*Provided data:*
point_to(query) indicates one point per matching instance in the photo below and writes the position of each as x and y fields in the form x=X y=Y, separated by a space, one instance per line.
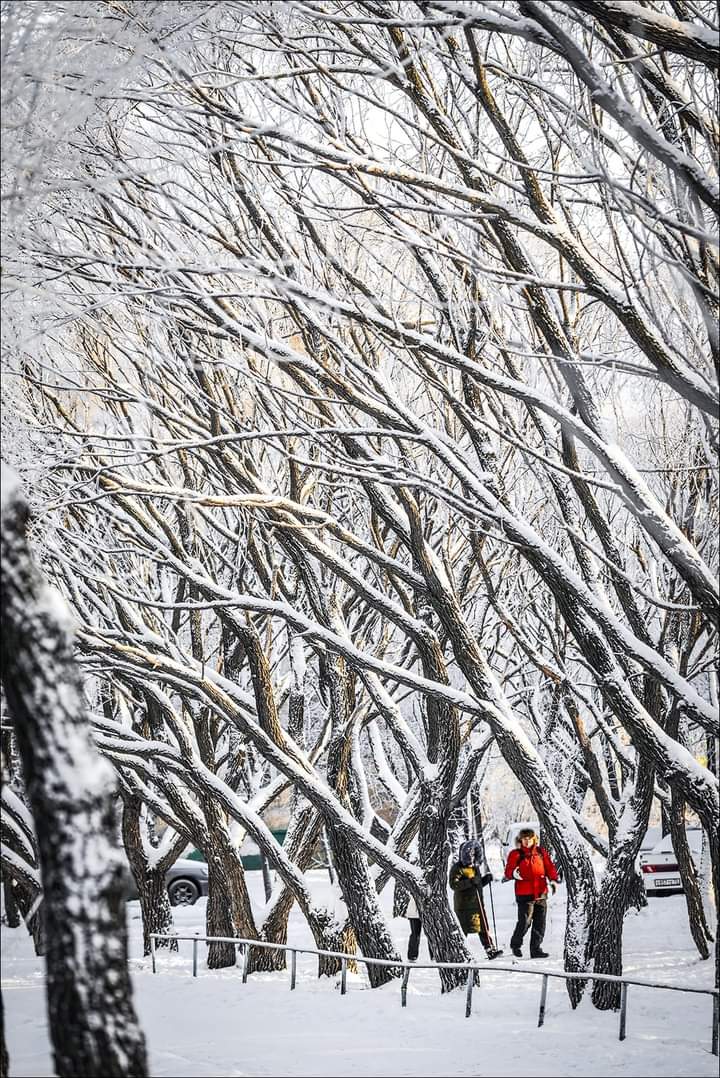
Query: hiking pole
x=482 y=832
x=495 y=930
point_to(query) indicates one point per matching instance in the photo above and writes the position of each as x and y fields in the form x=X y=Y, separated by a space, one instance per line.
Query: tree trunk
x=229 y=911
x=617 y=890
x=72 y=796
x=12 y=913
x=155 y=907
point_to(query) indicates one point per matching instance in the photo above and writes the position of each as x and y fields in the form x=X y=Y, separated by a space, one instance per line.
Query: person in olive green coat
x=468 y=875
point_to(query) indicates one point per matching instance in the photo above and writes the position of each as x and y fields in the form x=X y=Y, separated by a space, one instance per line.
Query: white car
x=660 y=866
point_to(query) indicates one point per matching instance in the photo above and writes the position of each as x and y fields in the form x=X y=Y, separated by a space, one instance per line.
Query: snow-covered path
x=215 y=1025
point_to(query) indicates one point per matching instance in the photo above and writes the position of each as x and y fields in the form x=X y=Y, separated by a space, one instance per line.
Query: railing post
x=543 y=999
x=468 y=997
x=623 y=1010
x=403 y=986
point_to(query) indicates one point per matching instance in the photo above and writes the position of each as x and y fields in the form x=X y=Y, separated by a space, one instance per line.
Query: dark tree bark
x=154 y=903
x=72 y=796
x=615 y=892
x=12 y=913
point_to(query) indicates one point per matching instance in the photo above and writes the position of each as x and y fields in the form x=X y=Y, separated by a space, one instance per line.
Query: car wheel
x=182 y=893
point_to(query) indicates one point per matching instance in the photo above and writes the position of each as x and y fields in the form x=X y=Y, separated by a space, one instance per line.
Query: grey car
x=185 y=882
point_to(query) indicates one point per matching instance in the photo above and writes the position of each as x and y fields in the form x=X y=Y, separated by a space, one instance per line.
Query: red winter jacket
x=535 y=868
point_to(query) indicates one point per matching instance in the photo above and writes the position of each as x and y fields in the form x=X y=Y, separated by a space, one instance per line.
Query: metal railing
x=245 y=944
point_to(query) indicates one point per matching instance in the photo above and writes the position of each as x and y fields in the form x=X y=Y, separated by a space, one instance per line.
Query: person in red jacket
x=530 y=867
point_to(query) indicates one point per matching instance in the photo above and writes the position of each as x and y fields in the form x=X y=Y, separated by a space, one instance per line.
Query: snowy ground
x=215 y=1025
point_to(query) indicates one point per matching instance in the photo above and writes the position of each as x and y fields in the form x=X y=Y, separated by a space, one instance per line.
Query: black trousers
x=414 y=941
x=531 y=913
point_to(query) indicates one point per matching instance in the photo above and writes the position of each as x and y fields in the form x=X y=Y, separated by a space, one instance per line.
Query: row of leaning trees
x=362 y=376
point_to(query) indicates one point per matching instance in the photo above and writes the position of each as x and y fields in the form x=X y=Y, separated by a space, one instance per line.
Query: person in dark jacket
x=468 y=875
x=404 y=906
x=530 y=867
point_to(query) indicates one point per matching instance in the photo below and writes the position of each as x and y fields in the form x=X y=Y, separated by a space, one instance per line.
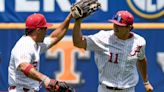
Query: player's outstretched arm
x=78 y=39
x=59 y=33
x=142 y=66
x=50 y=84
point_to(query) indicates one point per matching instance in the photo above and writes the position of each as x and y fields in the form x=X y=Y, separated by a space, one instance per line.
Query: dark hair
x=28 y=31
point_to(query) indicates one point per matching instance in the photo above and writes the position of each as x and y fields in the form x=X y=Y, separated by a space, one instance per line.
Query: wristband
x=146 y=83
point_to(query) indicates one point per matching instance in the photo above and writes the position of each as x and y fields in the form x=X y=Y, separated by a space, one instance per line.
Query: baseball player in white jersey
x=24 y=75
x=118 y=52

*Directions:* Extract the text of every row above word for word, and omit the pictures from your answer.

*Reply:*
point_to(query) indicates one point per matching instance in the photo below and writes the position of each as x and y fields in the form x=X y=Y, separated by a space, one instance per line.
Query: hiking pole
x=482 y=832
x=495 y=930
point_to(query) indicates one point per matching instance in the photo above and writes the position of each as x and y fields in the form x=X y=Y, separated by a space, one instance per line.
Query: tree trunk
x=229 y=911
x=617 y=890
x=72 y=796
x=12 y=913
x=155 y=907
point_to(query) indicates one point per matching instance in the photo above and writes the position of each as x and y fields in the form x=X y=Y, separated by a space, one instance per line.
Query: person in olive green coat
x=468 y=875
point_to(query) indicates one point per matching instance in the photo above and writes the position of each as x and y fields in the form x=X y=Y, separated by a space, one instance per line.
Query: white car
x=660 y=866
point_to(query) indicates one point per matching instance in the photo above and writes the position of each as x and y fields in the form x=X y=Y, separated by a space, one instance per line.
Query: snow-covered path
x=215 y=1025
point_to(query) indicates one point per matching instance in the photo above and writes the position of each as x and y fields in the form x=X y=Y, separated by a space, one instance per line.
Query: railing post
x=543 y=999
x=468 y=997
x=623 y=1010
x=403 y=986
point_to(query) indicates one point per matching instance in the photo above and writes the position of each as x and y fields in the form x=X y=Y, separated by a space, one instance per line.
Query: dark tree bark
x=154 y=903
x=72 y=796
x=615 y=892
x=12 y=913
point_to(query) indicates one point per matching instance in the photo above and writes the position of each as x and y fields in the form x=X y=Y, separated by a space, one instance per line.
Query: car wheel
x=182 y=893
point_to(query) indicates one point per matching instance in the photo above and writes the position of each as x and y fields in the form x=X y=Y, separated by a space, one instance per line.
Query: grey car
x=185 y=882
point_to(query) indicates one point per matching instance in the photo above and writes the position of each as x and y fields in the form x=X y=Y, separated by a space, one instance per line.
Query: red winter jacket
x=535 y=868
point_to(query) indicates one point per matching instance in the photo above and writes the position of each as x and y fields in the form x=X y=Y, separated by a space, one instance per line.
Query: metal railing
x=245 y=944
point_to(query) indicates one point per matching instance in the photo above and writes the position of each as x and y fields in the form x=X y=Y, separated by a space, one instance per line.
Query: person in red jacket
x=530 y=867
point_to(query) indicates one point per matching instance in the photo above and writes the position of each as x and y fields in the form x=X y=Y, separated by a space, one instance per line.
Query: snowy ground
x=215 y=1025
point_to(query) indicates one point per matching instance in the photo above and writes the position of each as x and y fields in the form x=X y=Y, separated by a space, one instance per line.
Query: black trousers
x=414 y=941
x=531 y=913
point_to(query) indicates one point per matching instance in the photo above and writes the position of each as x and y fields in the form x=X y=Y, separated by a space, one instance per line.
Query: row of leaning trees
x=362 y=376
point_to(query) indicates one point per matching instance in the photo above and writes the position of each as x and y fields in the form x=X y=Y, separated by a space, one instance per line.
Query: person in dark jacket
x=468 y=875
x=404 y=906
x=530 y=867
point_to(query) indicates one point per matching instance in the photo below and writes the position of each as x and y fields in the form x=X y=Y, separated by a space, one instance per line.
Query: player's outstretched arm
x=78 y=39
x=59 y=33
x=142 y=66
x=50 y=84
point_to(query) indicates one point per matching instance in the photo above and writes the position of each as x and y fields in the form x=X y=Y, separated by a space, one instance per line.
Query: dark hair
x=28 y=31
point_to(query) indicates one point per matching instance in the photo above and writes the position of each as x and y fields in the form x=X y=Y, separated by a space, one instance per line.
Query: wristband
x=146 y=83
point_to(query) indicates one point per matching instance in the photo above and writes the position of each as x and y fields in the form x=X y=Y, separated by a space, one instance per line.
Query: baseball player in white jersey
x=24 y=75
x=118 y=52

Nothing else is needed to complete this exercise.